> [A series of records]
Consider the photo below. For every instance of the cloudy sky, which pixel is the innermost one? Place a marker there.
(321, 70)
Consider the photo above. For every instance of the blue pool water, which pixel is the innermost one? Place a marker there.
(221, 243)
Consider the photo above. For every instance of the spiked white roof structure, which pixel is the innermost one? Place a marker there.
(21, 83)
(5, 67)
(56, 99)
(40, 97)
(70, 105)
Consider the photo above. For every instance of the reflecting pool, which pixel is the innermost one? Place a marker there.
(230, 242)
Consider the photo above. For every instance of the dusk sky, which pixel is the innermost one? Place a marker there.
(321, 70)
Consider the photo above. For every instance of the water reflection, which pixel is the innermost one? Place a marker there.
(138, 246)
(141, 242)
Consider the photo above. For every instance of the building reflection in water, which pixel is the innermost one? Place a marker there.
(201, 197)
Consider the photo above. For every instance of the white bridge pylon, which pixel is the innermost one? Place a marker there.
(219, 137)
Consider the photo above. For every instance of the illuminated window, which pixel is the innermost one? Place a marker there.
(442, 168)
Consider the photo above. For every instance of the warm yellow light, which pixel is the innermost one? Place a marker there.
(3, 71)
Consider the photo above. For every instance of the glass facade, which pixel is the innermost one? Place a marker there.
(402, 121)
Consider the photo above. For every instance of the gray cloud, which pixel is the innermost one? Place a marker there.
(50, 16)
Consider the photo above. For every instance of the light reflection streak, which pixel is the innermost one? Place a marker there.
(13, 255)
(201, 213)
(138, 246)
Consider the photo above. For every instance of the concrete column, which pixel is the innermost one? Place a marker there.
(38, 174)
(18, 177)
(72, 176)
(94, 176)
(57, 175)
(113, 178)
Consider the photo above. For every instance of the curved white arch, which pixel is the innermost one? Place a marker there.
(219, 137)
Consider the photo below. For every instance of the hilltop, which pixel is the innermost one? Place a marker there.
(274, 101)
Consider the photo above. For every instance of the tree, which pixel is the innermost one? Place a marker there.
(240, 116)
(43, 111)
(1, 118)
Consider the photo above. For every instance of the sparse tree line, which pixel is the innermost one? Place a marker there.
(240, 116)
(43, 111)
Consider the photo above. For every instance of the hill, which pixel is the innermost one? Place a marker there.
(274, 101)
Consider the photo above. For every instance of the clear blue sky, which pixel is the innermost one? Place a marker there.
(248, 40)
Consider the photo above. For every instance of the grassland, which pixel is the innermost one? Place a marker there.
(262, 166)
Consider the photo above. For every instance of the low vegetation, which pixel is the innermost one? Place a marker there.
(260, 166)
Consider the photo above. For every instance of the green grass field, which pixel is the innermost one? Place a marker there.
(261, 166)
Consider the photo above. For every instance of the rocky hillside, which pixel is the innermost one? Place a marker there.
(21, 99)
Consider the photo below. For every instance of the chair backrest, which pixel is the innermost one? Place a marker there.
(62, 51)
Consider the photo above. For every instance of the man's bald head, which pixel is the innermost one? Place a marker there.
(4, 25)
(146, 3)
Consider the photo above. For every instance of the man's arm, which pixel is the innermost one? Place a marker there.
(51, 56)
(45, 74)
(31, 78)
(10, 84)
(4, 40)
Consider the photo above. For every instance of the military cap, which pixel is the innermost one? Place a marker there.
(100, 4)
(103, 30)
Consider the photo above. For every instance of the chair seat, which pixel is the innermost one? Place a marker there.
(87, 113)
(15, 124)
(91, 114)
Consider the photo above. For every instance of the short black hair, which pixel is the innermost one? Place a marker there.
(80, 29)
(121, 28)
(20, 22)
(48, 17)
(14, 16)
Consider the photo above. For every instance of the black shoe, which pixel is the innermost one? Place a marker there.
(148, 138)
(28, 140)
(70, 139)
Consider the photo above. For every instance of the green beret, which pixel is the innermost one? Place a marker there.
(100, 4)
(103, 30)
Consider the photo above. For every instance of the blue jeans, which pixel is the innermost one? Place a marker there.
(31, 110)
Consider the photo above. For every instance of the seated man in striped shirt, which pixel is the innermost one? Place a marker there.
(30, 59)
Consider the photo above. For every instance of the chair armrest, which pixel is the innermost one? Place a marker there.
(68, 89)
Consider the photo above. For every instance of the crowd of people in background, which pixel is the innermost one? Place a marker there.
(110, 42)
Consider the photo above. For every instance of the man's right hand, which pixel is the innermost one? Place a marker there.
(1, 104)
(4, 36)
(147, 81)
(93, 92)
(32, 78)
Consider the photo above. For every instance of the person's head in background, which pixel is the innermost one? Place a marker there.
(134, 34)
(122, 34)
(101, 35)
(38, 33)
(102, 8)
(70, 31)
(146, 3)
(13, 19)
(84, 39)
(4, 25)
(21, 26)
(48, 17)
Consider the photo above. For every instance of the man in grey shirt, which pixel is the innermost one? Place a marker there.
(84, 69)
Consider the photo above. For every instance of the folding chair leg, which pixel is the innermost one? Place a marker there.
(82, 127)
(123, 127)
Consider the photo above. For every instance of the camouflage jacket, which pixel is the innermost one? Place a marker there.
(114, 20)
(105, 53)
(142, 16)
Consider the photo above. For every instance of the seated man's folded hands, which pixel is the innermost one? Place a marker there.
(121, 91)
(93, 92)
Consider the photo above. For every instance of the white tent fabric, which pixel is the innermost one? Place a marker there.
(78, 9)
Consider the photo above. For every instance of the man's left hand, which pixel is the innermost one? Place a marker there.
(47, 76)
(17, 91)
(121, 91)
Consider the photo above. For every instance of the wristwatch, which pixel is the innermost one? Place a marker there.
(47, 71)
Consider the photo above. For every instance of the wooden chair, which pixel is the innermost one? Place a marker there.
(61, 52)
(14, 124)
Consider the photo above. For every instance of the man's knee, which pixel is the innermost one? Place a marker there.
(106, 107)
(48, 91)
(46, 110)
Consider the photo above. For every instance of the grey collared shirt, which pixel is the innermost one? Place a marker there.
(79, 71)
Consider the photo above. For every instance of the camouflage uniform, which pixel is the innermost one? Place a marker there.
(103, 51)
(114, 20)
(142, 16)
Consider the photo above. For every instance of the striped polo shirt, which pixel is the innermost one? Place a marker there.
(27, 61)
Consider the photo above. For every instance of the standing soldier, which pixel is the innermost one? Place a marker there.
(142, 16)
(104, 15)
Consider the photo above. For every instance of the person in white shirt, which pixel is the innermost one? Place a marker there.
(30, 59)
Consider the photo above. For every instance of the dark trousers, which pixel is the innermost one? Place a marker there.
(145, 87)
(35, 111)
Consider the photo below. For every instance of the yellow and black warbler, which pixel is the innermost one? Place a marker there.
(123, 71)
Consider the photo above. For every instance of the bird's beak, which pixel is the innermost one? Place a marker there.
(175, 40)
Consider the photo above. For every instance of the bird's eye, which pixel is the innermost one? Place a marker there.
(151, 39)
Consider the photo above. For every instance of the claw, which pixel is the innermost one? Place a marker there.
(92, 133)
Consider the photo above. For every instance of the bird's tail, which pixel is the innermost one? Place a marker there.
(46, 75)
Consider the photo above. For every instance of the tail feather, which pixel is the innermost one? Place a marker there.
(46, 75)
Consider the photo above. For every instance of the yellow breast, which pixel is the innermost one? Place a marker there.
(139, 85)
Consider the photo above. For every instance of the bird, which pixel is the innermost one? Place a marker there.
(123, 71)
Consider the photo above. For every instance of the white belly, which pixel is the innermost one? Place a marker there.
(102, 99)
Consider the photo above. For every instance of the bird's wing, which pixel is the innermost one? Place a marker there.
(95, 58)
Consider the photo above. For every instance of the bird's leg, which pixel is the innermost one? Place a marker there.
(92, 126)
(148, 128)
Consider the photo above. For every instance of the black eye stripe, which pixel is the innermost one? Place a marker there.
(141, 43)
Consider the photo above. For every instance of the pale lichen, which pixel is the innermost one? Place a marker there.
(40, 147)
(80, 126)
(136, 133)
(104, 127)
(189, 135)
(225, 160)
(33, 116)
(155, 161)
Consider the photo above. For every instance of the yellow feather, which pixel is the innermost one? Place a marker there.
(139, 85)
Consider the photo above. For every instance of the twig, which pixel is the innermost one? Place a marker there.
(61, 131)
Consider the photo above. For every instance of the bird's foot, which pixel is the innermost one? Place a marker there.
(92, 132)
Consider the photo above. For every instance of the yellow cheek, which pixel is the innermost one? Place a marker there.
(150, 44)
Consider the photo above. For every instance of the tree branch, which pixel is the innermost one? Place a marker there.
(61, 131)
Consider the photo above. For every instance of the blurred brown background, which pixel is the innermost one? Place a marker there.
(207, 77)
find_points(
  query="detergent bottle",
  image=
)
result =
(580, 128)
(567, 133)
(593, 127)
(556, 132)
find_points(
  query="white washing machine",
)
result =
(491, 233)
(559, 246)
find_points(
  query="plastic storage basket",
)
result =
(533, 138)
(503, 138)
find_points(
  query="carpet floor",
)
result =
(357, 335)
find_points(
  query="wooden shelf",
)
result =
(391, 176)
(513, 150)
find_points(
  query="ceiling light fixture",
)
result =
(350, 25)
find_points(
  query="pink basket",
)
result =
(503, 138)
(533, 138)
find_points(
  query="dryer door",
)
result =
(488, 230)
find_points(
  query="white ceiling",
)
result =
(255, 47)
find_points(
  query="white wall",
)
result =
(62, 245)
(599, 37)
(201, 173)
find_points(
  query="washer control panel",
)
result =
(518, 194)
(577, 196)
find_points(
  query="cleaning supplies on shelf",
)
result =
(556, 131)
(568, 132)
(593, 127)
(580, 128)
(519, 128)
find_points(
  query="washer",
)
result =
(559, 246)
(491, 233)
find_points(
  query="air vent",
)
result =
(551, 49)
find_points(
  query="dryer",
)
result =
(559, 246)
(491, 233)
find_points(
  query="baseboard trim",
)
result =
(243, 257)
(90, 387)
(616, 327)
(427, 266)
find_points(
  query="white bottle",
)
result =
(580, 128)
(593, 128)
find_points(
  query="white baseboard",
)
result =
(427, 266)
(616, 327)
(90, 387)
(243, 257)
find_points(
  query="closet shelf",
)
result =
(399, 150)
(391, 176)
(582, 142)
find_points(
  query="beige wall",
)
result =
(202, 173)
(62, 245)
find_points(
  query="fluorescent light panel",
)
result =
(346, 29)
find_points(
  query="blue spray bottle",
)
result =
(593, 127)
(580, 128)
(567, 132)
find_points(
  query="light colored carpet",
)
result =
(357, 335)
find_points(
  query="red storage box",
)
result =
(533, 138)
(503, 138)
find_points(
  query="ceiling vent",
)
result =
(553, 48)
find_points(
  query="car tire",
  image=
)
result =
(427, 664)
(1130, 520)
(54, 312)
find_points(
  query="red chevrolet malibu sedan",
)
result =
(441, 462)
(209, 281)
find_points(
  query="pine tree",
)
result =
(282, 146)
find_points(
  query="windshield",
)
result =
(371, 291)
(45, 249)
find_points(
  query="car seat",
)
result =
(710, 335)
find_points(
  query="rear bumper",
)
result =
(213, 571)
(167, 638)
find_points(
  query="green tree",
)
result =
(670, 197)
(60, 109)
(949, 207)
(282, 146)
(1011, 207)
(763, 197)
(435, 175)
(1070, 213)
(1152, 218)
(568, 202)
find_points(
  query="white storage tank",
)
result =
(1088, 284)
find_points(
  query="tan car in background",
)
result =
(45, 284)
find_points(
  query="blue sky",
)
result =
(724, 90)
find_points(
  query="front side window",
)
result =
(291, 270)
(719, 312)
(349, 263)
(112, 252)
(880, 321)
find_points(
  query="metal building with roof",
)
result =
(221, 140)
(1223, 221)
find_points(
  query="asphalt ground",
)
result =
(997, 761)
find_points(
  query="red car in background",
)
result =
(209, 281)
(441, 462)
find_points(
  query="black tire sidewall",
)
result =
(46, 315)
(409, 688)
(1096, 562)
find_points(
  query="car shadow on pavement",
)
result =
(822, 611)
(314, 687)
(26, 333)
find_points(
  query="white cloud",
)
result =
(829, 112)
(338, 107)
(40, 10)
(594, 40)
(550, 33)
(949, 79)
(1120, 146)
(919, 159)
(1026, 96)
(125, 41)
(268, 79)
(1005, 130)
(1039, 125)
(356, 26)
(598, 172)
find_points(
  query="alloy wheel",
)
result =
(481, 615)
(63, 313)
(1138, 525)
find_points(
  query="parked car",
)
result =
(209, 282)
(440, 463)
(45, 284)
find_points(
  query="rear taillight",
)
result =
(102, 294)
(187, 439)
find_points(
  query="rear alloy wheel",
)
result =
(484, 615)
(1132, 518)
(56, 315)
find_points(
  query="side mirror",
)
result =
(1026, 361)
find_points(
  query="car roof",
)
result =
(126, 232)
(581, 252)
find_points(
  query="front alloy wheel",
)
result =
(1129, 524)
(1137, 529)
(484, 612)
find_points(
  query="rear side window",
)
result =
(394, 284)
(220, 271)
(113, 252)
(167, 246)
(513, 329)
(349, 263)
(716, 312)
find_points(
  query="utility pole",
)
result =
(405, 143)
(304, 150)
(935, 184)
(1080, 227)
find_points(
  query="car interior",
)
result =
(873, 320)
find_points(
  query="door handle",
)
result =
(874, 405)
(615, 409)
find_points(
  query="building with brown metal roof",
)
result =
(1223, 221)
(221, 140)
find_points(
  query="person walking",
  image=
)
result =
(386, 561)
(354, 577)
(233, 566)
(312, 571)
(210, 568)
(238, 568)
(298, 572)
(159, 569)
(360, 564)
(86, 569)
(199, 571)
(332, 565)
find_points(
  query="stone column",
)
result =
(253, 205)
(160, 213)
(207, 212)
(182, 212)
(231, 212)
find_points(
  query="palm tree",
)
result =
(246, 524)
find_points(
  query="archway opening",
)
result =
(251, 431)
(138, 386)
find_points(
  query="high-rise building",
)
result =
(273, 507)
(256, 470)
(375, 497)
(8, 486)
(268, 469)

> [Aim of the task]
Count the lines in the records above that contain the string "ceiling", treating uppercase and lowercase as different, and give only the number.

> [Solution to the exercise]
3